▶ Task description
Convert every line of the records below into a JSON list of strings, one string per line, leaving out blank lines.

▶ Rows from a pointing dataset
======

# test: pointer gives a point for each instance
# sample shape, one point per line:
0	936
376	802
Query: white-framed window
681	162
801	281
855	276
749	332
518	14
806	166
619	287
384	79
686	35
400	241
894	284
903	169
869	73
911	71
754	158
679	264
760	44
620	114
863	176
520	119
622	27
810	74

======

▶ In response
[
  "# test: pointer gives a point for each instance",
  "# sample shape, one point per line:",
  "0\t936",
  "376\t802",
  "Query: white-framed window",
  "681\t162",
  "801\t281",
  "855\t276",
  "749\t332",
  "518\t14",
  "806\t166",
  "619\t287",
  "384\t79",
  "686\t35",
  "400\t241",
  "894\t284",
  "903\t169",
  "869\t73",
  "911\t71",
  "754\t158",
  "679\t264",
  "760\t44",
  "620\t114",
  "863\t176",
  "520\t119",
  "622\t27",
  "810\t74"
]